> _WHAT IS BEING ASKED_:
Beginning at the line containing "Where can you see the green leaf with" in the material below and ending at the line containing "Where can you see the background", return each line exactly and add nothing.

> _DATA EXCERPTS_:
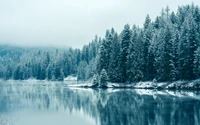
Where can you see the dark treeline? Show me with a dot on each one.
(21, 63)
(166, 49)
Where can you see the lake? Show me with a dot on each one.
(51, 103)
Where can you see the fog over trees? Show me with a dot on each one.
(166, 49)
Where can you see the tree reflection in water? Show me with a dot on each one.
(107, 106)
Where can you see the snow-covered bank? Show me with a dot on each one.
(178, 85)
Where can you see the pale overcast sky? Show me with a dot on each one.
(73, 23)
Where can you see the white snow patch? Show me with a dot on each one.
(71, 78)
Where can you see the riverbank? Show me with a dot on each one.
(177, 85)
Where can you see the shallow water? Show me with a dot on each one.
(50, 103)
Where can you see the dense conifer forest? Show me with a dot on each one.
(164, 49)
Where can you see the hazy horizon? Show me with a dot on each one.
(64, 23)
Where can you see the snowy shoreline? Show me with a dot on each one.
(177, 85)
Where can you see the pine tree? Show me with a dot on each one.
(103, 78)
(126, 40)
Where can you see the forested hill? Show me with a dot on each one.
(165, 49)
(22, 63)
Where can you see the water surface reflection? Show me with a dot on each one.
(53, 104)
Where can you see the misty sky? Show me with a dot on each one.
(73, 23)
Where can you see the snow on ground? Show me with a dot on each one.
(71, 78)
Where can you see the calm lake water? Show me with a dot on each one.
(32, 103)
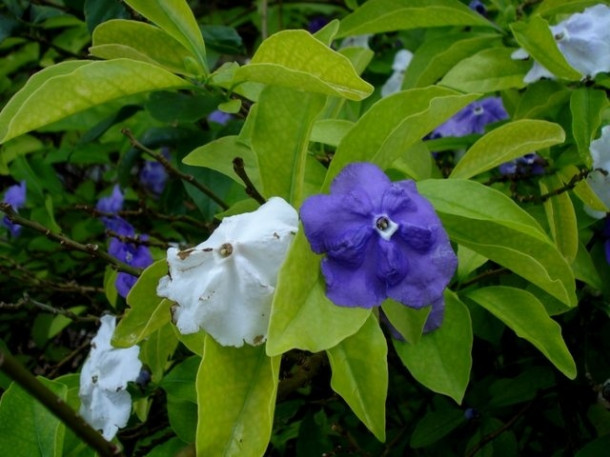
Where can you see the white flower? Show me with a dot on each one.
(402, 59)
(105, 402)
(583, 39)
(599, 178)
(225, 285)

...

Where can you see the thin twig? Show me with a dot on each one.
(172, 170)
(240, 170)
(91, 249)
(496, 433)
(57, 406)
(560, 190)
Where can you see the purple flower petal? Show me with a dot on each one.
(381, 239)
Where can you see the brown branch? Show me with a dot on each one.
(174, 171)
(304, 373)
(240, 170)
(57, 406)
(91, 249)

...

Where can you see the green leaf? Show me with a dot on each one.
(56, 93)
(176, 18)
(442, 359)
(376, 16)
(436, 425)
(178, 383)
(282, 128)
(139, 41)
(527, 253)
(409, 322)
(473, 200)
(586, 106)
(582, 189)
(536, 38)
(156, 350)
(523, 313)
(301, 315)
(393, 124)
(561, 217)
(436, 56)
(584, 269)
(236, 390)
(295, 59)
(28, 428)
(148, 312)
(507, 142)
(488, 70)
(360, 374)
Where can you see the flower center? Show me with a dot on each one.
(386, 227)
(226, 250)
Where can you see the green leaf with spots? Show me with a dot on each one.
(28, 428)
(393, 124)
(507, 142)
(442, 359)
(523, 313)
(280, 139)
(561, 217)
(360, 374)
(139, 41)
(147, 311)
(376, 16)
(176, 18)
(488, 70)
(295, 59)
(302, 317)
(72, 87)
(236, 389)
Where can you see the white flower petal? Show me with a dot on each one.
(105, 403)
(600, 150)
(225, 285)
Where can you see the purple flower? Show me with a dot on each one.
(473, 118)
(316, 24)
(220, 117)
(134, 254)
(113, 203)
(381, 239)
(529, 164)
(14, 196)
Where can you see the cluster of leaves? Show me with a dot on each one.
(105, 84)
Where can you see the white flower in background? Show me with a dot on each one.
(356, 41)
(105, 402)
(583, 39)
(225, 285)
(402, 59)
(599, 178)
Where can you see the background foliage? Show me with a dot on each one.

> _SOLUTION TO THE PROBLEM_:
Where can you see the green leaf with spots? Show me with a dot on each one.
(28, 428)
(393, 124)
(507, 142)
(442, 359)
(523, 313)
(280, 139)
(561, 217)
(360, 374)
(139, 41)
(147, 311)
(376, 16)
(176, 18)
(488, 70)
(295, 59)
(302, 317)
(72, 87)
(236, 389)
Where can you see the white flower petal? Show me with a dot on each one.
(105, 403)
(600, 150)
(225, 285)
Where can you see the purple flower? Show me with a dot on each one.
(473, 118)
(316, 24)
(220, 117)
(134, 254)
(113, 203)
(381, 239)
(529, 164)
(14, 196)
Where can you see the cluster of leaves? Show me with a dot on each one.
(105, 84)
Where can you see the white flower in background? Show me with a dot on each one.
(356, 41)
(105, 402)
(583, 39)
(225, 285)
(402, 59)
(599, 178)
Where can you see the background foliage? Show me with a dot on each one.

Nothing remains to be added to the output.